# [Activity]
Give back all the data exactly, line by line.

# [Listed entries]
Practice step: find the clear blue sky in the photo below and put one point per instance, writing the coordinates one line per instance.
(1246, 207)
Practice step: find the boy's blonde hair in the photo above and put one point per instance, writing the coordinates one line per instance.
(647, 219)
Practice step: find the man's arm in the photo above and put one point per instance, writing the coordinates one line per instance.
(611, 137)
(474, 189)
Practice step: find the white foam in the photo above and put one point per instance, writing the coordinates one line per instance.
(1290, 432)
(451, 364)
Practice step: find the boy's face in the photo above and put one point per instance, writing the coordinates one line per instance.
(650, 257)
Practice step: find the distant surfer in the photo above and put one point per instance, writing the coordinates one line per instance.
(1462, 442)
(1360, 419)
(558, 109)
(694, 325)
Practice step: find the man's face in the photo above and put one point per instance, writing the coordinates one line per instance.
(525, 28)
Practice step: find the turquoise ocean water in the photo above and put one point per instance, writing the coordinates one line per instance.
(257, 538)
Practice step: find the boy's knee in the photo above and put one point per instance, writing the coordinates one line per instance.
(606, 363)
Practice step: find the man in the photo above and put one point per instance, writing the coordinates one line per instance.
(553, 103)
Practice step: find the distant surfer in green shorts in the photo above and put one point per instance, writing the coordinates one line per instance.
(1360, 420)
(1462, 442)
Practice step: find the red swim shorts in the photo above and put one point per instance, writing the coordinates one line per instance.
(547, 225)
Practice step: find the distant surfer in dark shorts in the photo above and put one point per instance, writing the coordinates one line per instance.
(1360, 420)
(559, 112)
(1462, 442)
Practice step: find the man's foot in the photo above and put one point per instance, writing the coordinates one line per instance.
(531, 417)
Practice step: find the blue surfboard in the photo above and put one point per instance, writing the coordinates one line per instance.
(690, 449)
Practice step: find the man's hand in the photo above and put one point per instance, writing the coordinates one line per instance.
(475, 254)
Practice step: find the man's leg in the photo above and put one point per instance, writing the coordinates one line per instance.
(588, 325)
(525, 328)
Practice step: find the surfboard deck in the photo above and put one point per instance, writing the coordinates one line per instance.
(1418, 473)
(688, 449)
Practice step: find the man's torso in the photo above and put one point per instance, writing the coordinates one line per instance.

# [Result]
Practice step: find the clear blue sky in the photo below and put one point per instance, writing the coordinates one line per instance.
(1246, 207)
Practice step: find the boy's blonde hair in the photo above and put one point per instance, writing the coordinates one line per instance.
(647, 219)
Practice step: find the man's arm in the photo above and put one point per instance, writing the coordinates one line per instance.
(611, 137)
(474, 189)
Practice step: find the white foam in the photo above and put one point per instance, writing the coordinates one line per instance.
(1290, 432)
(451, 364)
Practice step: find the boy's face in the photo above and put one point per instance, writing the coordinates one line per instance.
(650, 257)
Practice step: find the distant surfer in the photo above and put one point per instance, writing the coordinates one line per instance.
(1462, 442)
(1360, 419)
(558, 109)
(694, 325)
Practice step: find the man's face in the photo above and put one point per instance, writing the coordinates one line per instance.
(525, 28)
Practice step: find the turquoise ocean water in the photo above and put one point per instance, writing the coordinates one line per instance.
(257, 538)
Practice step: find the boy's knee in the photo above and put one point per instance, writing the coordinates one line per instance.
(606, 363)
Practice step: find the man in the photo above and put one point per instance, writing the coordinates one line per instance.
(553, 103)
Practice step: find the distant surfer in green shorts in the photo above and put one point per instance, writing the coordinates one line per instance.
(1360, 420)
(1462, 442)
Practice step: find the red swim shorts in the photo above and put one point per instance, writing the coordinates one line per instance.
(547, 225)
Practice step: find the distant surfer in dark shorts in the photo above and put one point per instance, writing the coordinates one line per instance.
(1360, 420)
(559, 112)
(1462, 442)
Practice step: find the man's foot in the photo above and put one point per instance, writing the coordinates one line per instance.
(531, 417)
Practice step: find the blue surfboard in the photo above and put one point per instance, writing the coordinates one line per instance.
(690, 449)
Practice step: find the man's hand in the photo above and put one point per instance, writing the coordinates one line per instance.
(475, 254)
Practice step: find the man's leg in the photo above and put one point per instance, writing the coordinates one line per instance.
(588, 325)
(525, 328)
Practice step: find the surfboard deck in the photo above and put one point per instance, writing the coordinates one line per instance.
(1418, 473)
(688, 449)
Practice step: find the man's torso in the photo above and put one point per instance, writing the coordinates one line per instance.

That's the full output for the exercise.